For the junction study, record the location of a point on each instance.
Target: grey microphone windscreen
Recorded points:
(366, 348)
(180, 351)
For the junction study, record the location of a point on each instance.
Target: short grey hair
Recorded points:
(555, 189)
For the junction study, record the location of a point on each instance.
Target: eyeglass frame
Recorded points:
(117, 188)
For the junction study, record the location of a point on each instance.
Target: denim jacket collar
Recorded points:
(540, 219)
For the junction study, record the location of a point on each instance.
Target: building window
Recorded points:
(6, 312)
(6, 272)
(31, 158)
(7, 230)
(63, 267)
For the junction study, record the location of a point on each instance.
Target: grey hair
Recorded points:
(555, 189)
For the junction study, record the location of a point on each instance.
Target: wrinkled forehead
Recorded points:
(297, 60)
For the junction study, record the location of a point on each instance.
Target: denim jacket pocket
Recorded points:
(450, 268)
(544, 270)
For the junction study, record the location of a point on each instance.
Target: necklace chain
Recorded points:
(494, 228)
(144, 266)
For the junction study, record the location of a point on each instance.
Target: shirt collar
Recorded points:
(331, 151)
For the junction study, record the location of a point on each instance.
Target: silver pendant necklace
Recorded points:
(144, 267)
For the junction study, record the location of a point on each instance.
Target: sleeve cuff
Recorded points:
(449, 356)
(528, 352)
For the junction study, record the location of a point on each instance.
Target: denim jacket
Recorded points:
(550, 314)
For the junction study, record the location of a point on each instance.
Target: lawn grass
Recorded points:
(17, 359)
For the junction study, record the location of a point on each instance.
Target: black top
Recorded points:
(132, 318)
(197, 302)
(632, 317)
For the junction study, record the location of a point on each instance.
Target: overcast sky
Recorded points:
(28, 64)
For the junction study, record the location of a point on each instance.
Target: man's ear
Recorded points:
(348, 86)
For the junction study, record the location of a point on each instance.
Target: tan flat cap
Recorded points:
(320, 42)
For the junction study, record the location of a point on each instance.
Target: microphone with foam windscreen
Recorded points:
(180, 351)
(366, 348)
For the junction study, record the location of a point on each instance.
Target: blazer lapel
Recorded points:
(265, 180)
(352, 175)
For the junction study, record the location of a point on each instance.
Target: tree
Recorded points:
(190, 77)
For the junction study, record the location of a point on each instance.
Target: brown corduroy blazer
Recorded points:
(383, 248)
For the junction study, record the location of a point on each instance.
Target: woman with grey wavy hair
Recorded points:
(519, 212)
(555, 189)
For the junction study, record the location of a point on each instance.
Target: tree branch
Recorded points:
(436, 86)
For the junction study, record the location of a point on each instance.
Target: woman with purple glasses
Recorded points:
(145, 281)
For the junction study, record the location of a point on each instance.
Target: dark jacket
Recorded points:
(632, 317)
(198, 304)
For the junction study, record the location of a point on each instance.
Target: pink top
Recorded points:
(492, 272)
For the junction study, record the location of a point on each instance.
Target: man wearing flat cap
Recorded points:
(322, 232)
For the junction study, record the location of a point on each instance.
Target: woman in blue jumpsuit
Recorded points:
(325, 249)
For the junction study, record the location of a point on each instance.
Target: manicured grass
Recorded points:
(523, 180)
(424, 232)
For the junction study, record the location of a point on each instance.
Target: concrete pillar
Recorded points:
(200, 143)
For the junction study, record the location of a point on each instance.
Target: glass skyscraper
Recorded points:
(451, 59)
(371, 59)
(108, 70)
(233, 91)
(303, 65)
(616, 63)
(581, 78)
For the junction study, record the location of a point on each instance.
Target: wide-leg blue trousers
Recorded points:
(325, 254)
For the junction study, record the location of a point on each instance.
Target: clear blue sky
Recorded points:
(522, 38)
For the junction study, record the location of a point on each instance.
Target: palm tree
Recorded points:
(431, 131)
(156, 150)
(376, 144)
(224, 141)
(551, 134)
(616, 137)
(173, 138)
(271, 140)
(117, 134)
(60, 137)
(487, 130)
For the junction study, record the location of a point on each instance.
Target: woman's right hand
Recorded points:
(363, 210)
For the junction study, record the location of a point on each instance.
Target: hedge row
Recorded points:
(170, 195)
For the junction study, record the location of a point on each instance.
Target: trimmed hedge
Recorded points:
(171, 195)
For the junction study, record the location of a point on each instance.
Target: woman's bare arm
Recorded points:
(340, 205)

● **Task goal**: From the line containing "Target: woman's right hand" through the closing line of the material above, return every line exactly and omit all others.

● **Solution to this task**:
Target: woman's right hand
Recorded points:
(363, 210)
For the junction study, record the location of a point on each instance.
Target: hedge row
Recorded points:
(170, 195)
For the junction study, record the location of a point on each instance.
Target: trimmed hedge
Recorded points:
(171, 195)
For the junction study, record the location of a point on each instance.
Target: woman's bare arm
Recorded points:
(340, 205)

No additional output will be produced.